# [Exercise requirements]
Return exactly the lines of the data below, from the one that contains "Query: running board" through the final line, and leave out every picture.

# [Point localization data]

▼▼▼

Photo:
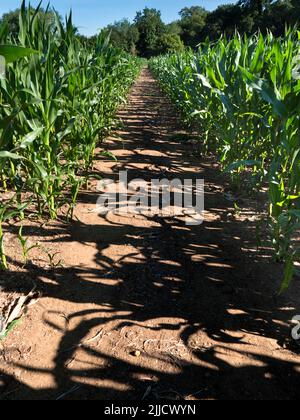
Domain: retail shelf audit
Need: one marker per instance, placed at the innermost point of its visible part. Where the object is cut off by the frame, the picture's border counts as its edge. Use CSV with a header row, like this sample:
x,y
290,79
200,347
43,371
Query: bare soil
x,y
147,307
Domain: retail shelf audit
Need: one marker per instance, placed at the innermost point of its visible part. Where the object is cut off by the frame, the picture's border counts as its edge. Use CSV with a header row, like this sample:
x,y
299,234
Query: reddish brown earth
x,y
149,307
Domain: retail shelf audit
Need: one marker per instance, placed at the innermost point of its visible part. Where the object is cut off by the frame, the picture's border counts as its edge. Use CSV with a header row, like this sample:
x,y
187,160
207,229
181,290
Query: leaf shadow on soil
x,y
193,286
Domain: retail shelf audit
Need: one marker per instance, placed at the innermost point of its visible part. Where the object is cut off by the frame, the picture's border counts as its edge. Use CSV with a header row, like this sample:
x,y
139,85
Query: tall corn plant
x,y
57,102
243,95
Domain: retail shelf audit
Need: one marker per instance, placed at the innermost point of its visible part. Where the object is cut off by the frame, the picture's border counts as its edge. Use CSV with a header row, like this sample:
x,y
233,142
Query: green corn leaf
x,y
13,53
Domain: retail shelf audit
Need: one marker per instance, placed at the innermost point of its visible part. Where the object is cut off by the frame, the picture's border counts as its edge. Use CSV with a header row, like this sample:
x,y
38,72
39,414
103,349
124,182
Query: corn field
x,y
58,100
243,98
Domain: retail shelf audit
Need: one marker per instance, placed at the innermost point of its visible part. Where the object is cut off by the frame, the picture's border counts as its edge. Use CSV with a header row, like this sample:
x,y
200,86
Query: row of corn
x,y
58,100
243,97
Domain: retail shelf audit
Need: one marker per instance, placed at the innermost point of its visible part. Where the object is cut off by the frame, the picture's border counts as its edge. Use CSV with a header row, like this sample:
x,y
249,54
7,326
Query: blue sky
x,y
92,15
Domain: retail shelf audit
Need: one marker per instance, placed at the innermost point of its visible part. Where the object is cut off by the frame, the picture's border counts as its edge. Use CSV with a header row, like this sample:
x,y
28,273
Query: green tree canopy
x,y
192,23
151,28
123,34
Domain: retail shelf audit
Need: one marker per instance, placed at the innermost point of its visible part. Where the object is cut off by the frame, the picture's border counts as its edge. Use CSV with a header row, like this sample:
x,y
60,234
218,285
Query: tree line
x,y
149,36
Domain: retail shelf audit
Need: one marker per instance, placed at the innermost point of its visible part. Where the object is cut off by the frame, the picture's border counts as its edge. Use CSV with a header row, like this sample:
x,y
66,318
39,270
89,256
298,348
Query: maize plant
x,y
243,96
58,100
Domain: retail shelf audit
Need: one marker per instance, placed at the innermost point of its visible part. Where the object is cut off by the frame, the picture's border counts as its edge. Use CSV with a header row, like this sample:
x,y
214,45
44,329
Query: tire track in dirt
x,y
150,304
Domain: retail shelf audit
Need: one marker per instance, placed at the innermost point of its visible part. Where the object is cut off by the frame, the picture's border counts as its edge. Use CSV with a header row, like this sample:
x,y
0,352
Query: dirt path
x,y
149,305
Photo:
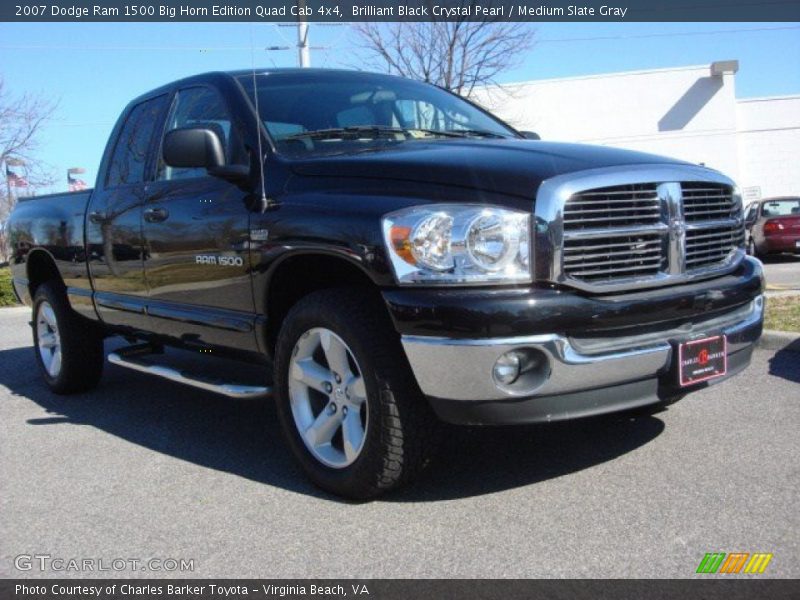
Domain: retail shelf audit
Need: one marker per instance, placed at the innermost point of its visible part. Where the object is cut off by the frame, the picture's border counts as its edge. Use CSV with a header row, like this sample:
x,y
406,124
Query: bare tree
x,y
459,55
21,121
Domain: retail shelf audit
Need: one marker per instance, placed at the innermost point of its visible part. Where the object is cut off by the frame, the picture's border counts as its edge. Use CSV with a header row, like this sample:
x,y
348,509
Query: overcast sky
x,y
94,69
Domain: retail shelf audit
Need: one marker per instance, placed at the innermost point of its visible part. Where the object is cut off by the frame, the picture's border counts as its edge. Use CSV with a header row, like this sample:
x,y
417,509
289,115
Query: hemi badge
x,y
259,235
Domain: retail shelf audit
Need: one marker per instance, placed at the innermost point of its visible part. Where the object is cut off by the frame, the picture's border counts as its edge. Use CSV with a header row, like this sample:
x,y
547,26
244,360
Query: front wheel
x,y
348,403
69,348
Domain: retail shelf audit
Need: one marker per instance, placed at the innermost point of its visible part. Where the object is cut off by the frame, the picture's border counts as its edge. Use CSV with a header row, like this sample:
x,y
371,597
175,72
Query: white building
x,y
690,113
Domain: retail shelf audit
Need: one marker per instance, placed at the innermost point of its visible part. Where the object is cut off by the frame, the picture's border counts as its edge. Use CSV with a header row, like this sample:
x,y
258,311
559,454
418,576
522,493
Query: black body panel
x,y
145,276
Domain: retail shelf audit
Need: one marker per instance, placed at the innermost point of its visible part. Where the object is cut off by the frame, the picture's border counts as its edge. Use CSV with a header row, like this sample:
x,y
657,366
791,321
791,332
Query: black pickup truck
x,y
393,255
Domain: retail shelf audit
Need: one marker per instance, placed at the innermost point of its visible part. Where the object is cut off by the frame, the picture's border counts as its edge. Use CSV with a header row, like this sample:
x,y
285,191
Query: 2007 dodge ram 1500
x,y
396,255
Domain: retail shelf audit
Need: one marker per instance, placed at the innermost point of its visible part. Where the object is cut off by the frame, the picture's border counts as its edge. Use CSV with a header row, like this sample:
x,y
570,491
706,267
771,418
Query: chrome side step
x,y
127,358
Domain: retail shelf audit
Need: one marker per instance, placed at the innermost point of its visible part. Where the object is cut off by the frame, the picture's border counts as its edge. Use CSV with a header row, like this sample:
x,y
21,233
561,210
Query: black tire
x,y
80,343
402,428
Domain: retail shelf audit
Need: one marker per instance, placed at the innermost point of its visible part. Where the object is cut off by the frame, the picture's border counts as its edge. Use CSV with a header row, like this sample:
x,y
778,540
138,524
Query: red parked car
x,y
773,226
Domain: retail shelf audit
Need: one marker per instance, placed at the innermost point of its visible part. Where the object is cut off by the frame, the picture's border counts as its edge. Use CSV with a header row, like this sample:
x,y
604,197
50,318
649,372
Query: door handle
x,y
156,215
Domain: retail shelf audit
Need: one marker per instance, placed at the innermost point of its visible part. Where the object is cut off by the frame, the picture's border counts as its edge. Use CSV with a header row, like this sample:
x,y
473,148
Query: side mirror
x,y
193,148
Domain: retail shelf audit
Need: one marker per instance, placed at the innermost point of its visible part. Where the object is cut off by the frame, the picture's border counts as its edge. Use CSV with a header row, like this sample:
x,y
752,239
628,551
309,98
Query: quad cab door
x,y
196,230
115,247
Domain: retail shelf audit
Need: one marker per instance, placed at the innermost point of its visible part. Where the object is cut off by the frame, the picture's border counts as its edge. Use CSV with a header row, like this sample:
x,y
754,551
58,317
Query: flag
x,y
75,184
15,180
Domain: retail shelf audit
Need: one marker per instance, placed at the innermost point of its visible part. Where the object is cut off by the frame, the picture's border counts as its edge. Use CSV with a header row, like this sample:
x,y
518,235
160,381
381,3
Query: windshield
x,y
312,113
781,208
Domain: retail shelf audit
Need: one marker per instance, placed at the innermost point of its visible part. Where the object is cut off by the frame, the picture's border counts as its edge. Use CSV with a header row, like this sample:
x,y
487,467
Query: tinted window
x,y
203,107
130,154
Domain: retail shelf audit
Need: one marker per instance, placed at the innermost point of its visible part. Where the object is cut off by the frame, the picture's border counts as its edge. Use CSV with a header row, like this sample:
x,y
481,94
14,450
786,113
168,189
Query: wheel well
x,y
299,276
41,268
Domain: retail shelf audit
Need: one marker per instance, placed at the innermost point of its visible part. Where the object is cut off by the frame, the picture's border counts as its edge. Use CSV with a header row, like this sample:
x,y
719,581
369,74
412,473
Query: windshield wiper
x,y
351,132
379,130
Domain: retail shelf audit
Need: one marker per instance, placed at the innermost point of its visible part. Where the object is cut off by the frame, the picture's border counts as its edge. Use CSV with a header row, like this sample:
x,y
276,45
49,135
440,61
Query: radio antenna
x,y
264,201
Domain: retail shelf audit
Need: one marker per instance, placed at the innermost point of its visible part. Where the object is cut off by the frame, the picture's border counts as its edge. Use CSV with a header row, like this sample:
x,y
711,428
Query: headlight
x,y
452,244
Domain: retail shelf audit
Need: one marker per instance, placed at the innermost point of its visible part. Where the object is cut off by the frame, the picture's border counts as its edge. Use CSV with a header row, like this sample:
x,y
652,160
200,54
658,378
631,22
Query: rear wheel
x,y
69,349
348,403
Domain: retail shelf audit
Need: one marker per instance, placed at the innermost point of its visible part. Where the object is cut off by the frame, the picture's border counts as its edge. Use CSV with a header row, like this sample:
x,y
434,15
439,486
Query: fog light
x,y
507,368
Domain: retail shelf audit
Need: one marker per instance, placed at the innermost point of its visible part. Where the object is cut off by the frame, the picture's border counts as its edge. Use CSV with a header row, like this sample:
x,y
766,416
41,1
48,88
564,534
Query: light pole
x,y
303,54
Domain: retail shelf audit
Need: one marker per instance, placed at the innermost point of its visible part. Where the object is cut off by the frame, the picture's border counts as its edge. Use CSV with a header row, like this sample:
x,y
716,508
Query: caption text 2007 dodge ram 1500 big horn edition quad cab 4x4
x,y
395,255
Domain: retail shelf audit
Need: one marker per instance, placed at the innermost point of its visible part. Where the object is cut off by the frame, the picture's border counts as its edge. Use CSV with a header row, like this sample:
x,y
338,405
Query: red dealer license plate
x,y
701,360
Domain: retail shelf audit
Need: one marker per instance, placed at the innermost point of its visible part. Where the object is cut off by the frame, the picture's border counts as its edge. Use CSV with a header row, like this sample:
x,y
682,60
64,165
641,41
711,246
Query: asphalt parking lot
x,y
143,468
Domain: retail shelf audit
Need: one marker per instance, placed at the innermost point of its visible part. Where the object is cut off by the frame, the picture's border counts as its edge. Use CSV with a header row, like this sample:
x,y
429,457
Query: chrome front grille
x,y
618,206
706,247
617,229
707,202
597,259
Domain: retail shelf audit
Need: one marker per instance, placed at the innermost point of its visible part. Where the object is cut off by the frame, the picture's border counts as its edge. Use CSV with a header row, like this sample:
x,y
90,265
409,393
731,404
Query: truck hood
x,y
514,167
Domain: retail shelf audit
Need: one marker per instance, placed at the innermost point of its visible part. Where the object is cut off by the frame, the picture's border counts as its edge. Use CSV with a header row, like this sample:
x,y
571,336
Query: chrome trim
x,y
549,234
231,390
456,369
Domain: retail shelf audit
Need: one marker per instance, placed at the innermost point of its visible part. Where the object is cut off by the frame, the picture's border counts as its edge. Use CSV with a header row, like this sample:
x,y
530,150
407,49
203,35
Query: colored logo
x,y
735,562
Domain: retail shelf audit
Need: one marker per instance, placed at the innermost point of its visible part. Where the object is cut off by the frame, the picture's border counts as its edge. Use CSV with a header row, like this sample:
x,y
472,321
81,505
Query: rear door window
x,y
205,108
129,160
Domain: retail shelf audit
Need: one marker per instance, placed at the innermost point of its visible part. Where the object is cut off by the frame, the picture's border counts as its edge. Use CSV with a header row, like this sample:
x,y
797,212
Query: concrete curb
x,y
780,340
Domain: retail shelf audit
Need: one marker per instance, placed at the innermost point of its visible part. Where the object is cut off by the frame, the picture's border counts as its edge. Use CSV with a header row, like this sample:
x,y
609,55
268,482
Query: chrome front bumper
x,y
461,370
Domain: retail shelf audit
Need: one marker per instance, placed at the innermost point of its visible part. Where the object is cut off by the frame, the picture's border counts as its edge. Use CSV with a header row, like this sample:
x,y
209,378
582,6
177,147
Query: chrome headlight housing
x,y
445,244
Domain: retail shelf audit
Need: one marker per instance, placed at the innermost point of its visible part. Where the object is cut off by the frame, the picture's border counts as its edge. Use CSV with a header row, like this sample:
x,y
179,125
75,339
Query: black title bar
x,y
397,10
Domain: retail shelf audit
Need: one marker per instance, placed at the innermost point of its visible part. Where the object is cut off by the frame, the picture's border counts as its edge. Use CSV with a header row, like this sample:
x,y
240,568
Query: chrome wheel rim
x,y
328,398
48,339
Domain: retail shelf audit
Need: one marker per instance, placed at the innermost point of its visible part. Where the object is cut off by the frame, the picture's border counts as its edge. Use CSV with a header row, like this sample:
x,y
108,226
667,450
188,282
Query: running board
x,y
126,358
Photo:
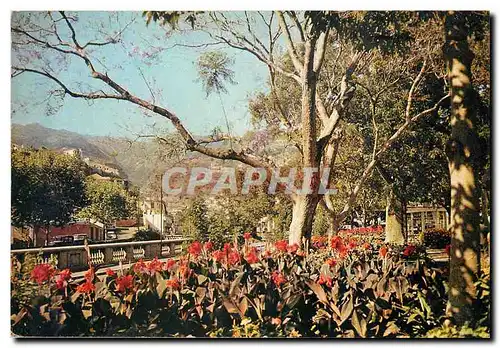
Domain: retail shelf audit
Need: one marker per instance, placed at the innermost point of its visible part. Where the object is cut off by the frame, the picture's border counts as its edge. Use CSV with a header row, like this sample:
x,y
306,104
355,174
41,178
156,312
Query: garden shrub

▲▲▲

# [Result for this exercise]
Query: running board
x,y
126,358
Photo:
Domain: retail shelf audit
Need: one marker per instance, placed at the innermost point of its visible part. Where the object is cut off by the frame, the picture's border counts as its edge. Use CSV with a header row, like this sample:
x,y
306,104
355,174
41,178
156,312
Query: garden shrub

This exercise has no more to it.